Exercise brief:
Print the lines of the material between the line containing "Find the rocky slope" and the line containing "x=177, y=281", inclusive, exactly as they appear.
──────────────────────────────
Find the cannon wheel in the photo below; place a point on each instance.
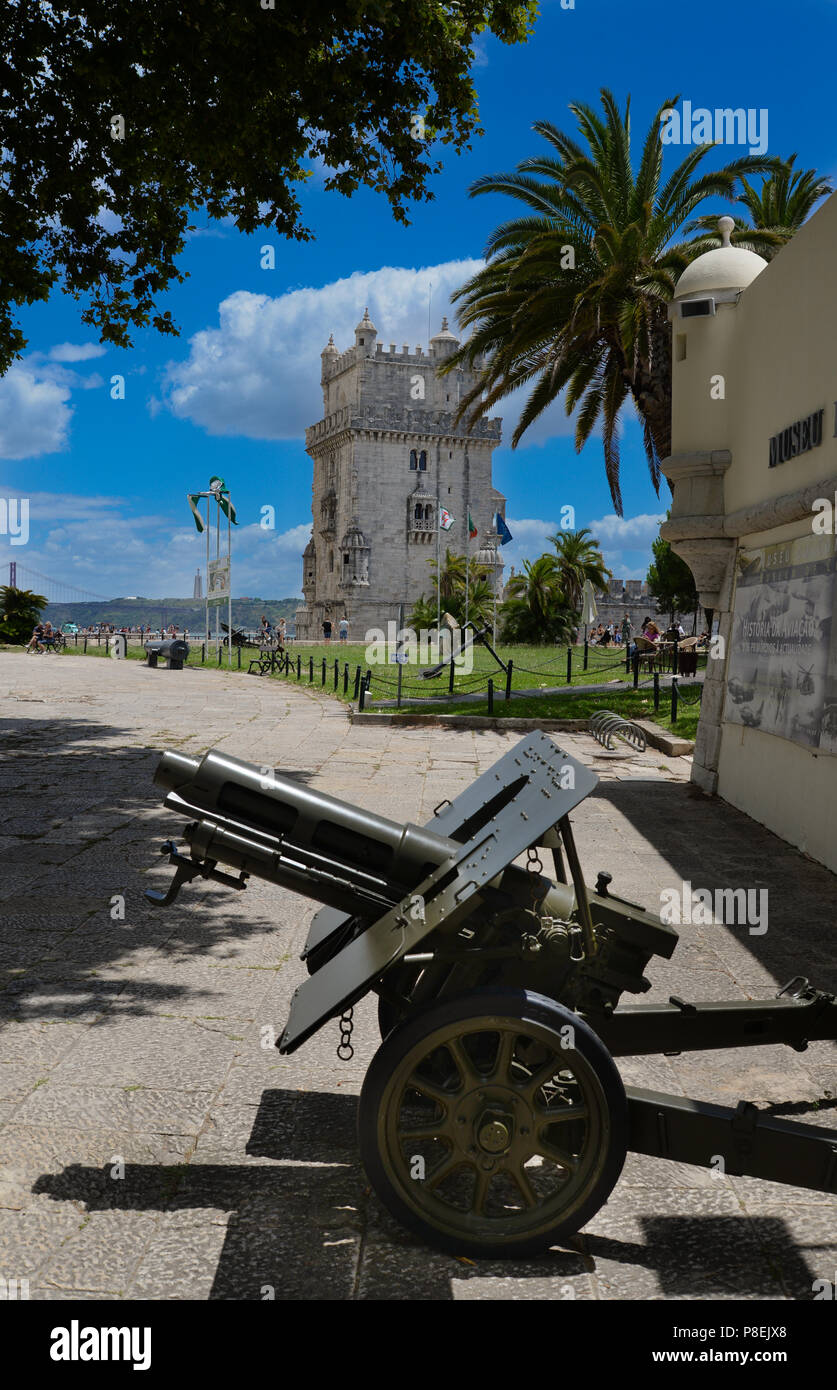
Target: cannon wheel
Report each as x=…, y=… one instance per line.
x=492, y=1123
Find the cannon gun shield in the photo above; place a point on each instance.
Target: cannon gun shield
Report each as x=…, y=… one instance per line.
x=506, y=811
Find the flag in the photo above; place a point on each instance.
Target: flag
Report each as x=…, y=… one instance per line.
x=193, y=501
x=502, y=530
x=588, y=605
x=221, y=494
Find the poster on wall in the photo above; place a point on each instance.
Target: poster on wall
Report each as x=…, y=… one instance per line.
x=782, y=674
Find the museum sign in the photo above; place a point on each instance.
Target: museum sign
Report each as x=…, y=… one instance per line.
x=798, y=438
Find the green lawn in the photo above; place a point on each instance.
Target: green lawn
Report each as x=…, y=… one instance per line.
x=533, y=667
x=631, y=704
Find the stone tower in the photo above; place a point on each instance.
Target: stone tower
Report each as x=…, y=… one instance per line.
x=387, y=458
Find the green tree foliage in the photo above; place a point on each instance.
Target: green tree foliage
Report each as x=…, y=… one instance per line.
x=535, y=609
x=451, y=581
x=776, y=210
x=225, y=106
x=573, y=296
x=579, y=559
x=20, y=610
x=670, y=581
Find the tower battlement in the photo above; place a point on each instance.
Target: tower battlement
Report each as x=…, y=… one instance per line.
x=388, y=455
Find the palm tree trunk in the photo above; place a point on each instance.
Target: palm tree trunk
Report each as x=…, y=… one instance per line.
x=651, y=388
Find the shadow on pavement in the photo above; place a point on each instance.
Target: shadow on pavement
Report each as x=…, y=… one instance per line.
x=84, y=830
x=298, y=1230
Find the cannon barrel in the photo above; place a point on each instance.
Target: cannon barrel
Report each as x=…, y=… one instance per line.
x=274, y=827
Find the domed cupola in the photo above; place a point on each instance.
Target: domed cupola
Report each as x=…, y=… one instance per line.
x=444, y=342
x=366, y=332
x=716, y=277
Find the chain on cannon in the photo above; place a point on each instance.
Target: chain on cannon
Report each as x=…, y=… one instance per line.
x=499, y=997
x=345, y=1051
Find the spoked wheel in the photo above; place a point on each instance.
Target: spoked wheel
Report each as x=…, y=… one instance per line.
x=494, y=1123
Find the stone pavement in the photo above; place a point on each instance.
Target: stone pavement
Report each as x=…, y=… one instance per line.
x=152, y=1148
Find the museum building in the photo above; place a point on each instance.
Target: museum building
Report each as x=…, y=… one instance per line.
x=754, y=476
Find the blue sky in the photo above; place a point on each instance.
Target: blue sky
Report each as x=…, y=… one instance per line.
x=107, y=478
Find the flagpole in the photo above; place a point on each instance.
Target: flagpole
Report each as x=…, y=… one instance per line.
x=230, y=583
x=467, y=565
x=438, y=562
x=206, y=584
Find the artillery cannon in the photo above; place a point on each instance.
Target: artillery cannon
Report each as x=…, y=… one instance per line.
x=492, y=1118
x=173, y=649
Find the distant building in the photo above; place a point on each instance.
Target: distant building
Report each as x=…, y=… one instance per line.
x=387, y=459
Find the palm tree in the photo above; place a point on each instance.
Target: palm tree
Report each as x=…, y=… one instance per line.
x=480, y=599
x=776, y=210
x=20, y=610
x=535, y=609
x=449, y=580
x=579, y=559
x=423, y=615
x=573, y=298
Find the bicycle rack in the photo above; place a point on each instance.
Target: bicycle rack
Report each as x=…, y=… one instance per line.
x=605, y=726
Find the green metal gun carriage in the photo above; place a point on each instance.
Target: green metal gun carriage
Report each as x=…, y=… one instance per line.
x=492, y=1119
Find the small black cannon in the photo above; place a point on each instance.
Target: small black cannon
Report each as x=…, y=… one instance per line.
x=492, y=1118
x=173, y=649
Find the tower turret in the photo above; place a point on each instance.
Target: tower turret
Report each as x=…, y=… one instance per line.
x=366, y=334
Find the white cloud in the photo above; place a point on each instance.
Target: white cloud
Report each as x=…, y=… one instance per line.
x=75, y=352
x=95, y=545
x=34, y=413
x=627, y=533
x=257, y=373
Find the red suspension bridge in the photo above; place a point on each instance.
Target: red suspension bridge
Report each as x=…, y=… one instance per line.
x=24, y=577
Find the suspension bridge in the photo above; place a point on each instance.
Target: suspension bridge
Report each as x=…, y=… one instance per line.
x=56, y=591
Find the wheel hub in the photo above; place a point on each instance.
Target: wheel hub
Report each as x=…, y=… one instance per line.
x=494, y=1133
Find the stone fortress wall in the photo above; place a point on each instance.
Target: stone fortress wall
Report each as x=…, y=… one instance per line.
x=387, y=455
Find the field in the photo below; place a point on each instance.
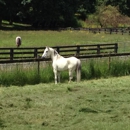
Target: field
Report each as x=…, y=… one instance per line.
x=69, y=37
x=102, y=104
x=92, y=104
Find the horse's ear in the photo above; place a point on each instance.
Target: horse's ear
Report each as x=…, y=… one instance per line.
x=55, y=52
x=47, y=47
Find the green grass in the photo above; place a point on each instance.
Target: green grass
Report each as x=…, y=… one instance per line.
x=54, y=38
x=93, y=105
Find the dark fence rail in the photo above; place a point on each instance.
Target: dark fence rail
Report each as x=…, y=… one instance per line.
x=105, y=30
x=11, y=55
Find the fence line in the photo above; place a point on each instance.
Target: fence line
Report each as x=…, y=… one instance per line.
x=99, y=30
x=9, y=55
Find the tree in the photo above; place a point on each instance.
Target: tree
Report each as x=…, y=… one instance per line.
x=109, y=16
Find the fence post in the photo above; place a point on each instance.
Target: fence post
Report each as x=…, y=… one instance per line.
x=11, y=53
x=116, y=48
x=98, y=49
x=35, y=53
x=38, y=65
x=58, y=49
x=78, y=50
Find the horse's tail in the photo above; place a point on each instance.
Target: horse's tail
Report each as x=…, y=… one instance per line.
x=78, y=70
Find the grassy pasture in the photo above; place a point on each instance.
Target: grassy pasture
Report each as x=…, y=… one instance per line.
x=69, y=37
x=102, y=104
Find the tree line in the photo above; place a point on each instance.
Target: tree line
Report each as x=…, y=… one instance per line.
x=57, y=13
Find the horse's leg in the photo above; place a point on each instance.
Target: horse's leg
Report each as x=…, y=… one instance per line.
x=70, y=75
x=55, y=74
x=59, y=76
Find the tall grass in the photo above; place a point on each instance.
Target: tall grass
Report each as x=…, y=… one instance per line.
x=91, y=69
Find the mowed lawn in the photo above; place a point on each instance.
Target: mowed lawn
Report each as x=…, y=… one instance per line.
x=102, y=104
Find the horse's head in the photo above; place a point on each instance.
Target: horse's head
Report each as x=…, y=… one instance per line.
x=46, y=53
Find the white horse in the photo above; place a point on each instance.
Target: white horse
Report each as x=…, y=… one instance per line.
x=59, y=63
x=18, y=41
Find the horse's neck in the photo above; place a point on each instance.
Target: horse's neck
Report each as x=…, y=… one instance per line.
x=55, y=57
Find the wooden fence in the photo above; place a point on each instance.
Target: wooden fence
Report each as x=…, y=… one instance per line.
x=29, y=54
x=99, y=30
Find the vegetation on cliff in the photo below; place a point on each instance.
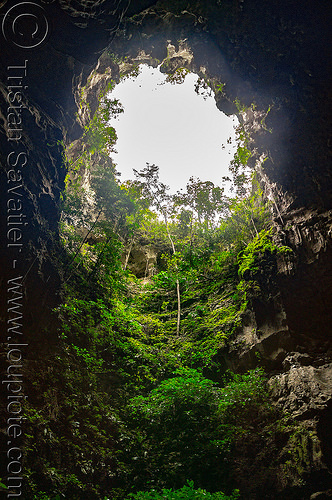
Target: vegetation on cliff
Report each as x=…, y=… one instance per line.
x=136, y=398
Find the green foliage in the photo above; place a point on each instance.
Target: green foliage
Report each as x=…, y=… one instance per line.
x=257, y=252
x=141, y=407
x=187, y=492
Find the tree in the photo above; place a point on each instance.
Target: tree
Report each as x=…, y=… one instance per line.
x=156, y=192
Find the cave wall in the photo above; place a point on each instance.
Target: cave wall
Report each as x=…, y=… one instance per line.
x=276, y=54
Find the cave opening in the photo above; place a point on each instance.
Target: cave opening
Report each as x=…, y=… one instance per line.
x=172, y=121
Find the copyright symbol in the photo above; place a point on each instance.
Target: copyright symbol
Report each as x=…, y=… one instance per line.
x=25, y=25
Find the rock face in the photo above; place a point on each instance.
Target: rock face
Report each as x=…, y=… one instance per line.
x=276, y=54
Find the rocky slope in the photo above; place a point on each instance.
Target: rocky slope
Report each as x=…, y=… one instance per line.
x=275, y=54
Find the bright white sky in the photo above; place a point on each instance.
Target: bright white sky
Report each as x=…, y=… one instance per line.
x=172, y=127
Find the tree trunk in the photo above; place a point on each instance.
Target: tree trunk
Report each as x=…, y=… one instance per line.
x=177, y=281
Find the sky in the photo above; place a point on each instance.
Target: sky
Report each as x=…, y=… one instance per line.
x=173, y=127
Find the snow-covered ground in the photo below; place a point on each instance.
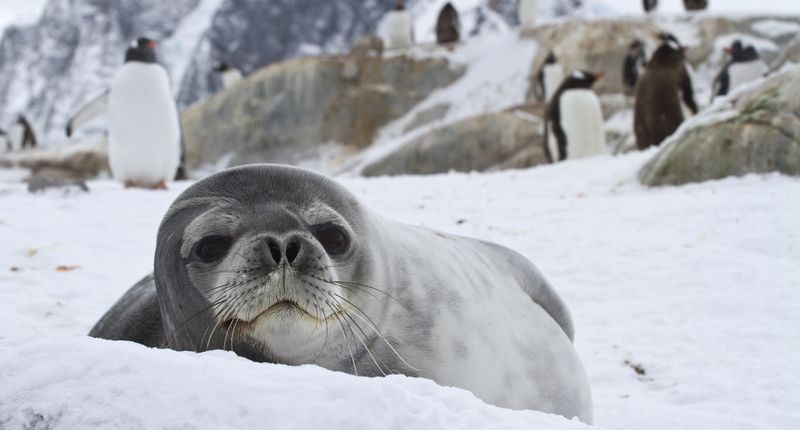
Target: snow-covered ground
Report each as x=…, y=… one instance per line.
x=697, y=286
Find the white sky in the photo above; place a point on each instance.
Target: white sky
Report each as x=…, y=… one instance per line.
x=24, y=11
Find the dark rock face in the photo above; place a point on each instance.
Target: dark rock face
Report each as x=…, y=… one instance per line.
x=757, y=131
x=494, y=141
x=250, y=34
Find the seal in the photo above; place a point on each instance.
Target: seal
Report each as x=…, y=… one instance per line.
x=282, y=265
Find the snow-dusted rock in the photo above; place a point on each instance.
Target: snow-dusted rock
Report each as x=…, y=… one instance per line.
x=510, y=139
x=754, y=130
x=285, y=112
x=80, y=161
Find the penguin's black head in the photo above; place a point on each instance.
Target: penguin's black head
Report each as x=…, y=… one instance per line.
x=636, y=48
x=142, y=50
x=222, y=67
x=669, y=54
x=581, y=79
x=739, y=53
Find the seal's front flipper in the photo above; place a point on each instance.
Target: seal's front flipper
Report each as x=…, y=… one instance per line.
x=134, y=317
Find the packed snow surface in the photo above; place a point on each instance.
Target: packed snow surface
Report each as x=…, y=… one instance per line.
x=685, y=301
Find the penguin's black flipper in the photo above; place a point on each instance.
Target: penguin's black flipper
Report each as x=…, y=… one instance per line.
x=721, y=83
x=180, y=174
x=88, y=112
x=687, y=91
x=538, y=85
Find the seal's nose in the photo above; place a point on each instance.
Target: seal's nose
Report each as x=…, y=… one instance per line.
x=289, y=247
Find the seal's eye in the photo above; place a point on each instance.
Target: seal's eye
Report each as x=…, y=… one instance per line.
x=332, y=237
x=212, y=248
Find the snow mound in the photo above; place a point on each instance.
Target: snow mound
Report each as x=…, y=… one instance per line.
x=85, y=383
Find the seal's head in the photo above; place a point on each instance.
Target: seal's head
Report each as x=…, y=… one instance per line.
x=261, y=260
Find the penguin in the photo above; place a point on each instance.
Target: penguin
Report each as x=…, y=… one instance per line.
x=574, y=119
x=20, y=136
x=548, y=78
x=692, y=5
x=527, y=12
x=633, y=65
x=398, y=27
x=448, y=25
x=145, y=148
x=230, y=75
x=658, y=95
x=744, y=66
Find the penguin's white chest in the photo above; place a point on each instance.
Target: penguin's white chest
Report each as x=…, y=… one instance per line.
x=398, y=29
x=144, y=130
x=582, y=122
x=553, y=75
x=742, y=73
x=528, y=12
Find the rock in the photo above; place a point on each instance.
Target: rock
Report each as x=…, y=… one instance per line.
x=494, y=141
x=371, y=45
x=755, y=130
x=602, y=44
x=67, y=162
x=284, y=112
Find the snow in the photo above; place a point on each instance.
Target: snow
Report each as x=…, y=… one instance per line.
x=775, y=27
x=19, y=12
x=696, y=284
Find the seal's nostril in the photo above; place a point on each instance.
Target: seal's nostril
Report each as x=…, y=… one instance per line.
x=292, y=249
x=274, y=250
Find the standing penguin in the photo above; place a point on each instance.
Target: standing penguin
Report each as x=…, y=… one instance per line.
x=574, y=119
x=633, y=65
x=230, y=75
x=20, y=135
x=744, y=66
x=398, y=27
x=527, y=12
x=143, y=124
x=695, y=4
x=665, y=82
x=548, y=78
x=448, y=25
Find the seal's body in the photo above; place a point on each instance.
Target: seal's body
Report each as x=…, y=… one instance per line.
x=283, y=265
x=574, y=126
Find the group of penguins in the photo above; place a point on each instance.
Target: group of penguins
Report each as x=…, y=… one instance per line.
x=145, y=145
x=662, y=88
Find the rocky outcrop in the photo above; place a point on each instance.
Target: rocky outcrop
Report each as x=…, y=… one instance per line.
x=602, y=44
x=283, y=113
x=66, y=162
x=494, y=141
x=756, y=130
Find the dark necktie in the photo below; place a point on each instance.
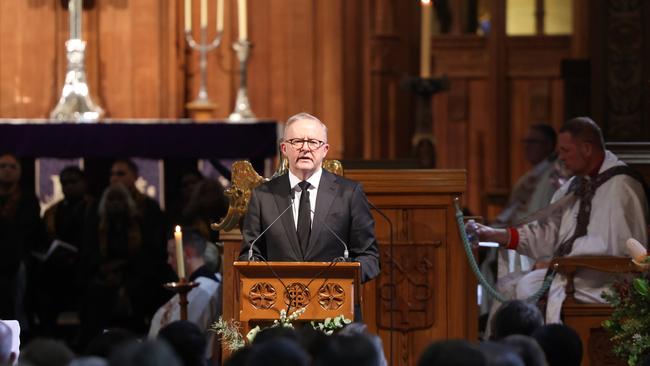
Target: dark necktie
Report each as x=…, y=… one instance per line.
x=304, y=215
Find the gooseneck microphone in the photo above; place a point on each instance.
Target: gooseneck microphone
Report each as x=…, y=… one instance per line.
x=250, y=248
x=346, y=253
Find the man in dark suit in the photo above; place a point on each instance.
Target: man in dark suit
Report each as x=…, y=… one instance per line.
x=319, y=214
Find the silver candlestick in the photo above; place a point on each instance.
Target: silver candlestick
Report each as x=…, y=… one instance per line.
x=242, y=105
x=75, y=103
x=204, y=47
──────────────────────────────
Result for this task:
Find the rocky slope in the photo above; place a point on each instance.
Target: rocky slope
Report each as x=…, y=… one instance per line.
x=275, y=54
Find the bright white sky in the photo above; place a point on each instance.
Target: bright white sky
Report each as x=…, y=… one instance per line.
x=172, y=127
Find the tree trunk in the photo above; place a point on each instance.
Target: tree trunk
Report each as x=…, y=… one instance per line.
x=177, y=281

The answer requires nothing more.